▸ What you will do:
Reproduce every line of the items below, requests included, and shift each coordinate in the answers by adding 112 to it.

Pointing entries for named objects:
▬▬▬▬▬▬▬▬▬▬

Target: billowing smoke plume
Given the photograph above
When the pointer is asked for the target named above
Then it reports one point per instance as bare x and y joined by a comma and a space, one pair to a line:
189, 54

▬▬▬▬▬▬▬▬▬▬

▸ Solution to this exercise:
Target: billowing smoke plume
Given the photograph above
When the pointer is asked for the target named above
Then it reports one point per instance as bare x and y joined by a comma and a space, one pair to a line:
301, 166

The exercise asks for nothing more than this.